AIM OF THE EXERCISE — Repeat exactly the line with "In this exercise you will locate the light" and each line after it to the end of the data below; pictures stay out.

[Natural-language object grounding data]
*** Block opens ***
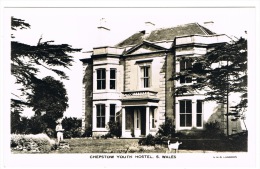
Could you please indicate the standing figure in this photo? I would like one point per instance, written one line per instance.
(59, 131)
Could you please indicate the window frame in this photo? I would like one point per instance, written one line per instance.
(114, 112)
(101, 80)
(112, 79)
(185, 114)
(100, 116)
(184, 65)
(145, 78)
(199, 112)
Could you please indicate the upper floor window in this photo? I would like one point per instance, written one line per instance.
(112, 78)
(112, 112)
(185, 113)
(101, 79)
(145, 78)
(184, 65)
(199, 113)
(101, 115)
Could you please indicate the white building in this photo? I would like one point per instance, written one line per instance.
(130, 82)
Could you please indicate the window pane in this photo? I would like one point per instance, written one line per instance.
(199, 120)
(147, 71)
(182, 106)
(112, 84)
(100, 115)
(101, 79)
(188, 79)
(146, 82)
(103, 73)
(182, 120)
(103, 110)
(199, 106)
(103, 122)
(182, 79)
(188, 64)
(188, 120)
(98, 110)
(98, 122)
(112, 112)
(112, 73)
(182, 65)
(98, 84)
(129, 120)
(99, 74)
(188, 106)
(103, 84)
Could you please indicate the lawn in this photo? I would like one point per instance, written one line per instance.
(85, 145)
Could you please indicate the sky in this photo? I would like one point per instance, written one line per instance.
(78, 27)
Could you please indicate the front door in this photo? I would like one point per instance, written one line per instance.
(143, 121)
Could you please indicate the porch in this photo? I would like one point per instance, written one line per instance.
(139, 113)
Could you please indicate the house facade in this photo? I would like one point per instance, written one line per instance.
(131, 82)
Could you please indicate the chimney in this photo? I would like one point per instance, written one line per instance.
(103, 33)
(209, 25)
(149, 26)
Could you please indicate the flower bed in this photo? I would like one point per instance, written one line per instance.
(39, 143)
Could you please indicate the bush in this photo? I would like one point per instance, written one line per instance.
(35, 143)
(213, 130)
(148, 140)
(114, 129)
(50, 132)
(88, 132)
(166, 129)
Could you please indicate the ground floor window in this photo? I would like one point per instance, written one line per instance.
(101, 115)
(112, 112)
(129, 119)
(153, 119)
(185, 113)
(191, 113)
(199, 113)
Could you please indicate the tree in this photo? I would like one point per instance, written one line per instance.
(49, 96)
(27, 60)
(219, 73)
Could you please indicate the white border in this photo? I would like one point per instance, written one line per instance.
(83, 160)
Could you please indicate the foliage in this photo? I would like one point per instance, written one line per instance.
(148, 140)
(167, 129)
(49, 96)
(219, 72)
(39, 143)
(28, 60)
(213, 130)
(114, 129)
(88, 132)
(72, 127)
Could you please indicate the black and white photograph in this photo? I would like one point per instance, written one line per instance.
(129, 86)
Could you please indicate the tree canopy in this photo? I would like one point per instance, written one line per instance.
(28, 60)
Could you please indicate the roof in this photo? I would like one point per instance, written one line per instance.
(165, 34)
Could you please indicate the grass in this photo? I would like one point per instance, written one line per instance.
(85, 145)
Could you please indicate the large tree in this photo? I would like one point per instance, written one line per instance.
(49, 98)
(218, 73)
(28, 60)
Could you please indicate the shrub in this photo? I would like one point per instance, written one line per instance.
(213, 130)
(38, 143)
(67, 134)
(88, 132)
(114, 129)
(50, 132)
(166, 129)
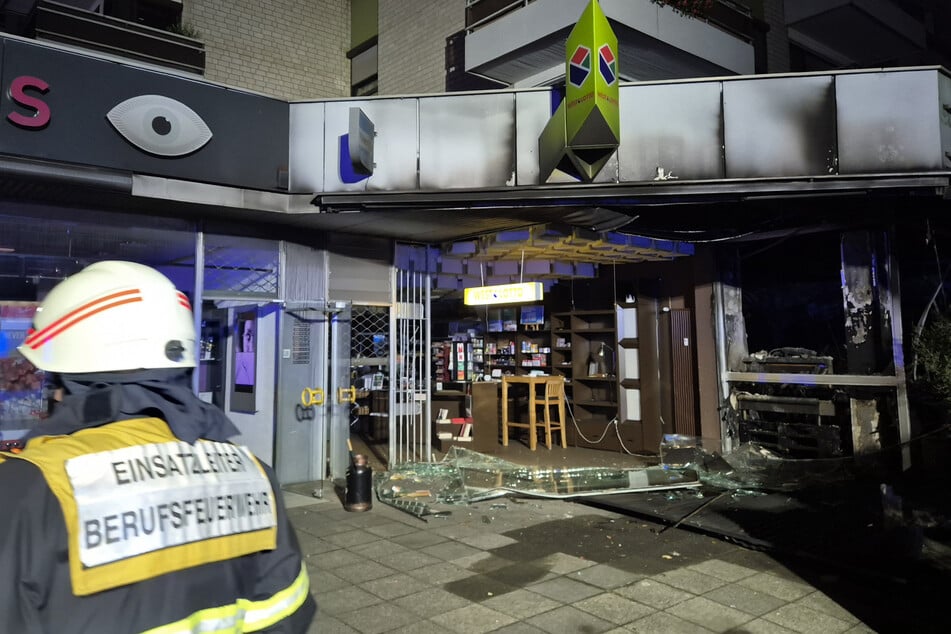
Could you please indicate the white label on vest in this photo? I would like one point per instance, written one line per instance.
(145, 498)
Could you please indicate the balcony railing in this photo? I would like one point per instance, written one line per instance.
(60, 22)
(727, 15)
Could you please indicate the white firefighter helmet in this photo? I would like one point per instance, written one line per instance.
(112, 316)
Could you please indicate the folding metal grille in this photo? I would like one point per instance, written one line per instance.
(245, 266)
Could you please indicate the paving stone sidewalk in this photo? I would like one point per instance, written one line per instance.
(530, 565)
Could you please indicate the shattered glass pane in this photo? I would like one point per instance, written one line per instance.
(466, 476)
(751, 467)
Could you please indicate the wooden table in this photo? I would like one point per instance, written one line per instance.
(531, 382)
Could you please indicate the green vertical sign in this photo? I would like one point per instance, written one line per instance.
(591, 83)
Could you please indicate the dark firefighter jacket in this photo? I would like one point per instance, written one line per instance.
(124, 528)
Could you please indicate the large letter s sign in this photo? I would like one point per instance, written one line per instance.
(41, 111)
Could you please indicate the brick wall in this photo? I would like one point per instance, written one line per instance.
(291, 49)
(412, 44)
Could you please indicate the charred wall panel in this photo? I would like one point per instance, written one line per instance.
(887, 122)
(674, 126)
(467, 141)
(779, 126)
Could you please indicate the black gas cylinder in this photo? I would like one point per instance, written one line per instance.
(359, 493)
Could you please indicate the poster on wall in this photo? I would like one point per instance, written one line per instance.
(245, 361)
(22, 402)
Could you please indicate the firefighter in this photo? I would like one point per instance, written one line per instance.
(128, 510)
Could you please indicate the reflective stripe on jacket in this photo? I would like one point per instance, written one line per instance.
(232, 590)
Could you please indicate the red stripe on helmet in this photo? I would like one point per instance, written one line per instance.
(40, 337)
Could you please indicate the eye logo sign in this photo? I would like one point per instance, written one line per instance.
(607, 64)
(579, 67)
(159, 125)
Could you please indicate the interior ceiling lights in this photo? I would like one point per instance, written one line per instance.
(546, 252)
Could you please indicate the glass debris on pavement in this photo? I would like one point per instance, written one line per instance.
(464, 476)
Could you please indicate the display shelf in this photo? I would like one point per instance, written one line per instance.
(594, 391)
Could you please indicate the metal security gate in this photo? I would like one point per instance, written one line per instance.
(313, 406)
(410, 426)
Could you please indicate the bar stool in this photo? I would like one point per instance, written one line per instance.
(554, 396)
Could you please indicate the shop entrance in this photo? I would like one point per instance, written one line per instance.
(313, 394)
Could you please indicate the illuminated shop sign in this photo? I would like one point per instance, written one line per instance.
(504, 294)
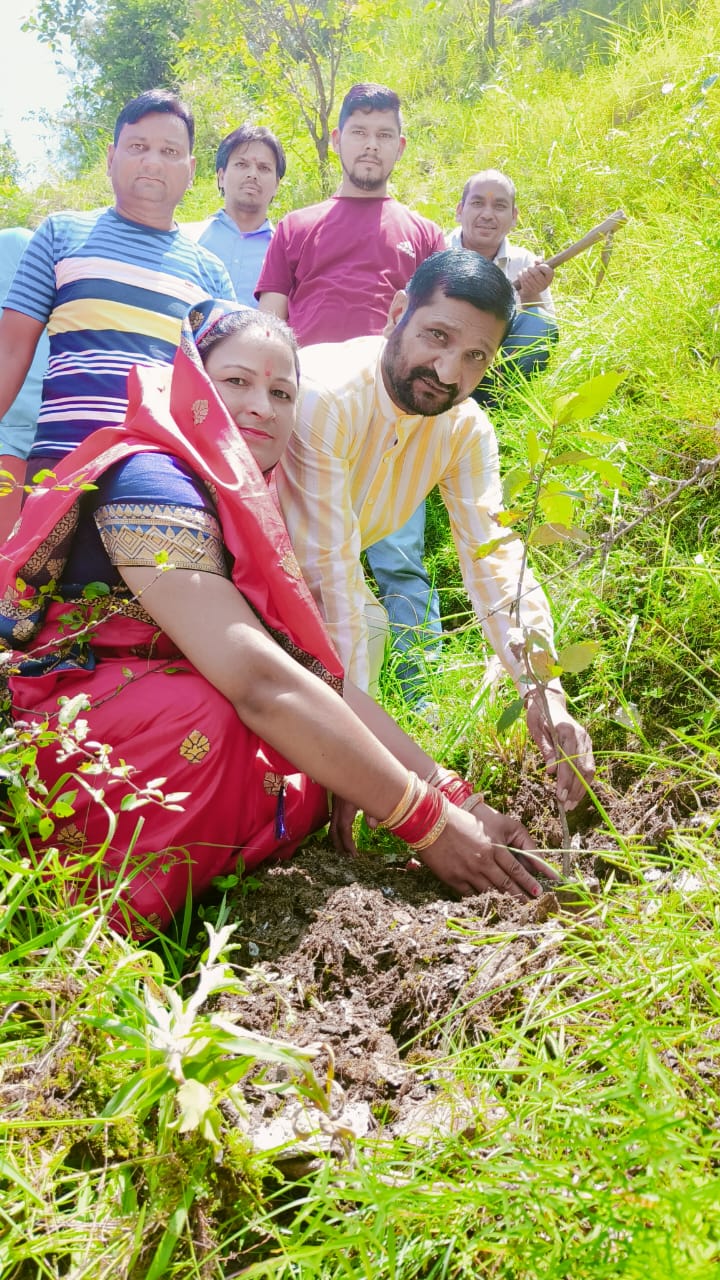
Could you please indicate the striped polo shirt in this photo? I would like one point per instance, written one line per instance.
(113, 295)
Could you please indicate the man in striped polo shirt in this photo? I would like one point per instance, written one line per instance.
(110, 284)
(381, 421)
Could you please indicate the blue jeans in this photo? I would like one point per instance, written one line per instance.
(411, 603)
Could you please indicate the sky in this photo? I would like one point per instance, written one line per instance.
(30, 82)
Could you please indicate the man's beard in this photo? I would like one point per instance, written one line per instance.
(365, 183)
(402, 389)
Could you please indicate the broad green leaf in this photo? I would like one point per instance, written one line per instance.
(514, 483)
(577, 657)
(63, 808)
(557, 508)
(194, 1101)
(505, 519)
(509, 716)
(546, 535)
(588, 400)
(72, 707)
(45, 828)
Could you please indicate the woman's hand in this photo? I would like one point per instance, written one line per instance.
(472, 854)
(341, 826)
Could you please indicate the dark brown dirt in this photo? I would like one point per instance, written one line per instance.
(384, 968)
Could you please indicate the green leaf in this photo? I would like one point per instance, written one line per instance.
(543, 666)
(545, 535)
(505, 519)
(509, 716)
(588, 400)
(556, 507)
(194, 1101)
(514, 483)
(72, 707)
(577, 657)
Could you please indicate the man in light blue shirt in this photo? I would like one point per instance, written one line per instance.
(250, 164)
(17, 426)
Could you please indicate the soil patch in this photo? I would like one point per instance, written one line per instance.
(386, 969)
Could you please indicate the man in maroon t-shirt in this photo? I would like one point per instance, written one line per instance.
(332, 270)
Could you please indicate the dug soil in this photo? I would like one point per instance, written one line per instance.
(381, 970)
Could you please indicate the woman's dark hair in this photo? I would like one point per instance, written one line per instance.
(242, 137)
(155, 100)
(240, 321)
(460, 273)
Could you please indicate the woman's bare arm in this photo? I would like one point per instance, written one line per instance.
(308, 722)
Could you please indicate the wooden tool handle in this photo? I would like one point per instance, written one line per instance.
(604, 228)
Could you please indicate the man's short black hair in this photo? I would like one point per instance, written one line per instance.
(488, 176)
(460, 273)
(369, 97)
(242, 137)
(155, 100)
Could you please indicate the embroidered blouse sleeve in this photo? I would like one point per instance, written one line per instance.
(151, 511)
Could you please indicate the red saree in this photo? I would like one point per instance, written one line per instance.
(146, 702)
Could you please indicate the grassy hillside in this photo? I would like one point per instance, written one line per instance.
(580, 1079)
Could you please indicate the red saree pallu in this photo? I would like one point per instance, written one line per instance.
(150, 705)
(165, 721)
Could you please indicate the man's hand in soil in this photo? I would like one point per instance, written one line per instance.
(573, 740)
(472, 854)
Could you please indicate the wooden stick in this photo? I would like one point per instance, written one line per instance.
(592, 237)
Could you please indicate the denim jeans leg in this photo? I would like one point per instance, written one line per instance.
(410, 600)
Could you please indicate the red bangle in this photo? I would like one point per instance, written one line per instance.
(422, 818)
(451, 785)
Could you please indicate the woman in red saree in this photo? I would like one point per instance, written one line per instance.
(169, 595)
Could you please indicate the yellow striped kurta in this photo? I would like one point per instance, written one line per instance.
(358, 467)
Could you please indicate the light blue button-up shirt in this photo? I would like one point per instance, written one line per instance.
(19, 424)
(241, 252)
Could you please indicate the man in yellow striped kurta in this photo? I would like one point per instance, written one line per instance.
(382, 421)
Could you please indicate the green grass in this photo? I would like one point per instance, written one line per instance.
(596, 1091)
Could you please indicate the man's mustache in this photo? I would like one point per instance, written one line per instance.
(431, 376)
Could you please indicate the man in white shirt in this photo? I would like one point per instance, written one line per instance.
(381, 421)
(486, 213)
(249, 165)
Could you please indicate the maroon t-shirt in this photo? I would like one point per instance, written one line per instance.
(341, 263)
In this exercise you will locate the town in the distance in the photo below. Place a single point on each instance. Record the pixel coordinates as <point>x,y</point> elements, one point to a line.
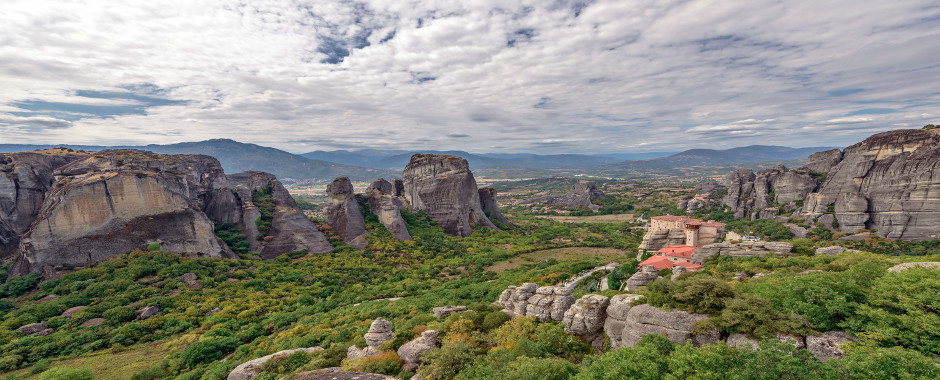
<point>229,260</point>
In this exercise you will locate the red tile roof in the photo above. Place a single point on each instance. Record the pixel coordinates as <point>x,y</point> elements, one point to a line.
<point>678,250</point>
<point>659,262</point>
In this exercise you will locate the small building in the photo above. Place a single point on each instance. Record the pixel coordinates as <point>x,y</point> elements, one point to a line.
<point>673,255</point>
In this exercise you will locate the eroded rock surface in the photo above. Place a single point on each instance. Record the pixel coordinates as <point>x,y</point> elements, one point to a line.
<point>387,206</point>
<point>248,370</point>
<point>25,177</point>
<point>490,206</point>
<point>443,187</point>
<point>586,319</point>
<point>581,195</point>
<point>677,326</point>
<point>343,213</point>
<point>412,351</point>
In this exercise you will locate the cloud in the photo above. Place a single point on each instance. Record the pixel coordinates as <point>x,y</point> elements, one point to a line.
<point>590,76</point>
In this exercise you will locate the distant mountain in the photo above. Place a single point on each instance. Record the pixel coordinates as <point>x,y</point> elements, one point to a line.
<point>702,157</point>
<point>236,156</point>
<point>398,159</point>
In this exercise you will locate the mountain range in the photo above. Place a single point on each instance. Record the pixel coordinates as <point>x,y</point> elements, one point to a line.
<point>369,164</point>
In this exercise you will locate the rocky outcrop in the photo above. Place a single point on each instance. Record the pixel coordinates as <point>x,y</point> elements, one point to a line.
<point>921,264</point>
<point>380,331</point>
<point>387,206</point>
<point>290,230</point>
<point>677,326</point>
<point>586,319</point>
<point>489,205</point>
<point>343,213</point>
<point>823,162</point>
<point>642,277</point>
<point>443,187</point>
<point>581,195</point>
<point>889,182</point>
<point>544,303</point>
<point>617,311</point>
<point>25,178</point>
<point>827,345</point>
<point>742,249</point>
<point>248,370</point>
<point>445,310</point>
<point>749,194</point>
<point>112,202</point>
<point>412,351</point>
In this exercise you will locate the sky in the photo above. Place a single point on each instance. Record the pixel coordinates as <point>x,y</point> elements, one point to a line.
<point>565,76</point>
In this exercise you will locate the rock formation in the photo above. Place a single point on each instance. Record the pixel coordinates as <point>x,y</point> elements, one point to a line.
<point>586,319</point>
<point>248,370</point>
<point>112,202</point>
<point>343,213</point>
<point>581,195</point>
<point>489,205</point>
<point>24,180</point>
<point>443,187</point>
<point>387,206</point>
<point>827,345</point>
<point>617,311</point>
<point>677,326</point>
<point>742,249</point>
<point>887,183</point>
<point>412,351</point>
<point>380,331</point>
<point>642,277</point>
<point>544,303</point>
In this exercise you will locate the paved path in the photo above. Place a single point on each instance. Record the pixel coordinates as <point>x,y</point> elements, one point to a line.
<point>571,283</point>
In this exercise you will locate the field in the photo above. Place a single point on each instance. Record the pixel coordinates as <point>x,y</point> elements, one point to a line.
<point>614,218</point>
<point>559,254</point>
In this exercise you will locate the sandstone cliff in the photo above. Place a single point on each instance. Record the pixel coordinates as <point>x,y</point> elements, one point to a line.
<point>387,206</point>
<point>343,213</point>
<point>581,195</point>
<point>112,202</point>
<point>25,178</point>
<point>444,188</point>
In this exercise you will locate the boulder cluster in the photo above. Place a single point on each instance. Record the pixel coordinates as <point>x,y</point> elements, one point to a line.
<point>598,319</point>
<point>61,208</point>
<point>883,183</point>
<point>441,186</point>
<point>581,195</point>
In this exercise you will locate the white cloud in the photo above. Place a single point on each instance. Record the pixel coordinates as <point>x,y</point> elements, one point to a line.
<point>622,75</point>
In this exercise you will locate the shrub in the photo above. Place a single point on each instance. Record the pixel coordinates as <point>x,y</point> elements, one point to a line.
<point>208,350</point>
<point>66,373</point>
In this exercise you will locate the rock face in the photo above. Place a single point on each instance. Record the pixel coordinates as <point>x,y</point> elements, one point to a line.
<point>823,162</point>
<point>827,345</point>
<point>379,332</point>
<point>387,206</point>
<point>343,213</point>
<point>443,187</point>
<point>248,370</point>
<point>586,319</point>
<point>112,202</point>
<point>923,264</point>
<point>642,277</point>
<point>544,303</point>
<point>675,325</point>
<point>489,205</point>
<point>24,180</point>
<point>888,182</point>
<point>750,193</point>
<point>580,196</point>
<point>412,351</point>
<point>742,249</point>
<point>290,230</point>
<point>617,317</point>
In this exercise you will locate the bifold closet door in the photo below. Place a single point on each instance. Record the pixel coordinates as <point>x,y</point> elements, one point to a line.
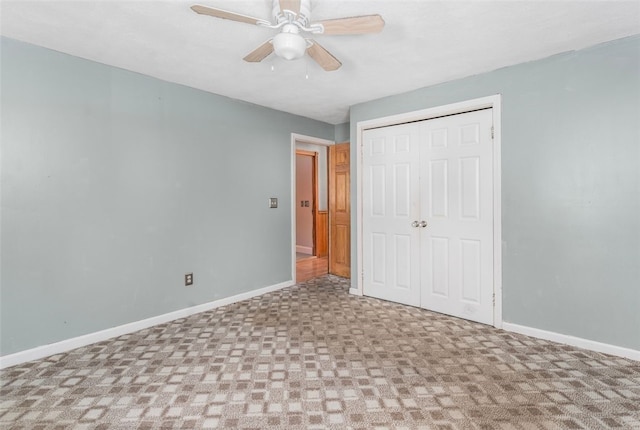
<point>391,196</point>
<point>456,197</point>
<point>428,214</point>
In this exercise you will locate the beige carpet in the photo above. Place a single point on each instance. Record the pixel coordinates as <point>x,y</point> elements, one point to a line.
<point>313,356</point>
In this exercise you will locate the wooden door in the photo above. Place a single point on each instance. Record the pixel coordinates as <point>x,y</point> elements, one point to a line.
<point>339,211</point>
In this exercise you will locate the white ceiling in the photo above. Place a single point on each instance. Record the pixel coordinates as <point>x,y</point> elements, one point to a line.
<point>422,44</point>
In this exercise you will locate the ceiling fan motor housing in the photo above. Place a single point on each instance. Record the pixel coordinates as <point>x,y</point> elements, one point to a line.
<point>289,44</point>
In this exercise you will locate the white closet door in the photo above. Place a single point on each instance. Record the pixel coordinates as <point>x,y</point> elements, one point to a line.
<point>391,199</point>
<point>456,196</point>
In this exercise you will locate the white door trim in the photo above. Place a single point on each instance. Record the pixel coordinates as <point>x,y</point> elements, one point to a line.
<point>494,102</point>
<point>299,138</point>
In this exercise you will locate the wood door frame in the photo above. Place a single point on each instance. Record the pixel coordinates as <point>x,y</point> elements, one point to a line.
<point>299,138</point>
<point>314,195</point>
<point>494,102</point>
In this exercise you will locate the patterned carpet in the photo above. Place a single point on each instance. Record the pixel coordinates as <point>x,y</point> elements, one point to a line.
<point>313,356</point>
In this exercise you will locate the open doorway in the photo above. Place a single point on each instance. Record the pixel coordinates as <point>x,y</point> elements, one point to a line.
<point>310,227</point>
<point>306,205</point>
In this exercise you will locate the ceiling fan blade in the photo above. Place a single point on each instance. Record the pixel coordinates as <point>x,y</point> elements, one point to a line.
<point>292,5</point>
<point>353,25</point>
<point>323,57</point>
<point>260,53</point>
<point>219,13</point>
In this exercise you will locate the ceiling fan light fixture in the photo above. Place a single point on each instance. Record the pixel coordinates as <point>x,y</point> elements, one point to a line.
<point>289,46</point>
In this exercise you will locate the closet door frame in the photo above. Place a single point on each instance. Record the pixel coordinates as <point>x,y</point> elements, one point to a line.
<point>493,102</point>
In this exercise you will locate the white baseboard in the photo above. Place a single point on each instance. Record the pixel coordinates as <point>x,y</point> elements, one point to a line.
<point>87,339</point>
<point>304,249</point>
<point>573,341</point>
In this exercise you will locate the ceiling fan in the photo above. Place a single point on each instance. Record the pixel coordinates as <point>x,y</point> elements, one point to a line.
<point>292,18</point>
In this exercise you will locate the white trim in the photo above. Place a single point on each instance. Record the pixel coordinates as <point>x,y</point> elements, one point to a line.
<point>299,138</point>
<point>573,341</point>
<point>494,102</point>
<point>304,249</point>
<point>87,339</point>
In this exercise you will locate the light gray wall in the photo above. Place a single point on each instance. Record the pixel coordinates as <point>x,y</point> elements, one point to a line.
<point>342,132</point>
<point>114,185</point>
<point>570,186</point>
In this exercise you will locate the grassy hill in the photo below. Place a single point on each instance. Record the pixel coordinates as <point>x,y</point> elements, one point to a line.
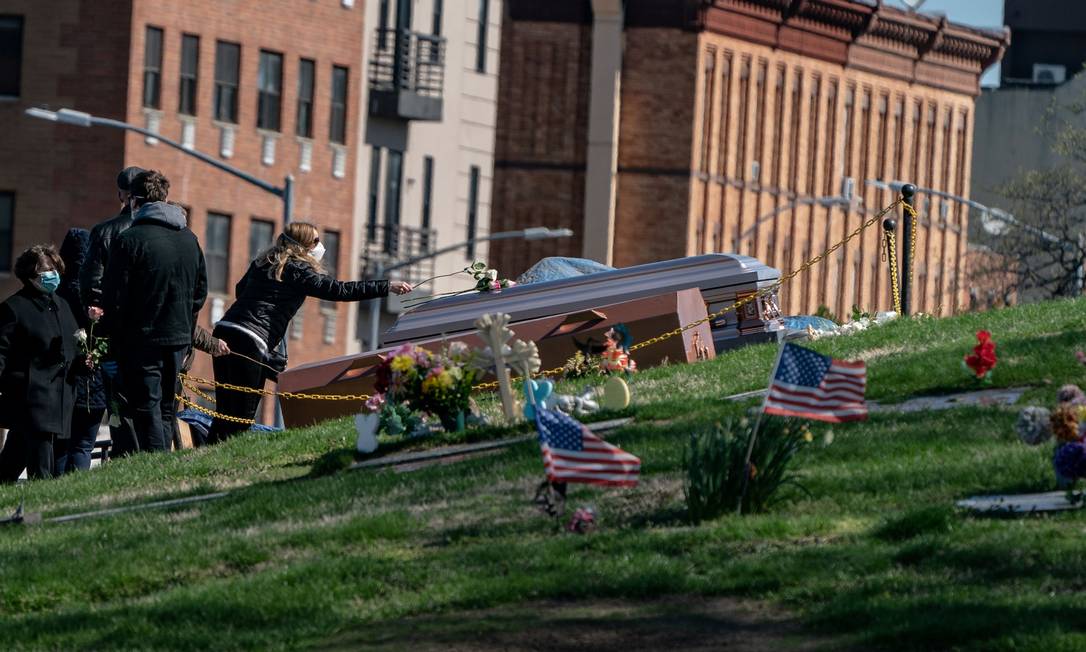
*** Block closes ***
WORKED SOLUTION —
In this exercise you will locate the light gray wall in the photo above. Place a single point on each instance. Record the pixel coordinates as <point>x,y</point> elements, one point to a line.
<point>342,132</point>
<point>114,185</point>
<point>570,186</point>
In this exercise you will locate the grassy hill in the photo below. Place a single point on each instance. Record the pixel coordinates as <point>x,y</point> elements, one point to a line.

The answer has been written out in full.